Der Krieg ist wieder da

In Afghanistan wird geschossen, hat gerade unsere Kanzlerin festgestellt. Und in Prenzlauer Berg? In der Dunckerstraße schleppen Anwohner Tannenbäume oder schauen aus ihren gut beheizten Wohnzimmern auf die Straße, wo der Schnee die Stadt noch leiser macht. Es fehlt an nichts außer an dramatischer Geschichte – das jedenfalls lassen diese gemalten “sowjetischen Einschusslöcher” vermuten.

Vor zwei Jahren hat der Berliner Künstler Jens Kloppmann Gipsabrücke von zerschossenen Fassaden gemacht. Vermutlich werden solche “authentischen” Werke bald ihren Weg in die Edel-Nippes-Läden der Gegend finden und sich als Wandschmuck an Berlin-Besucher verkaufen. Eine schauderhaft-schöne Erinnerung an den Straßenkampf für Ihr Zuhause, dann wurde auch dort mal jemand “ganz authentisch” erschossen.

Im Kiez geht schon seit Jahren die Angst um vor dem Verlust des “echten Berlins”. Die Besitzer des “Kauf dich glücklich” in der Oderberger Straße ist bald sicher nur noch halb so glücklich ohne die Einschusslöcher in der ersten Etage.  Das Gebäude wird gerade saniert. Auch bei Gegnern des Umbaus der Kastanienallee mag das eine Rolle spielen. Bitte keine Veränderung, keine Langeweile, keine Gesichtslosigkeit.

Ich lasse mir das gern gefallen, solange niemand aus Verdruss an der Behaglichkeit einen Krieg anzettelt.

━━━━━━

Was zu tun ist: Nenne bitte alle Straßen, die der Textauszug mit Namen erwähnt. Die Auflistung ist eigenständiges Material und gehört nicht zum Textauszug.

Bereitgestellte Angaben:
━━━━━━

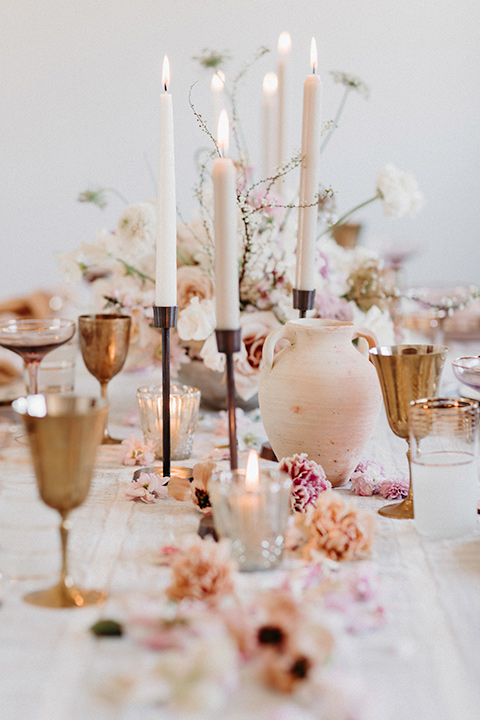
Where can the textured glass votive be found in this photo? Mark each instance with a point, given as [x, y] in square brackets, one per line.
[253, 520]
[184, 405]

━━━━━━

Endergebnis: Dunckerstraße, Oderberger Straße, Kastanienallee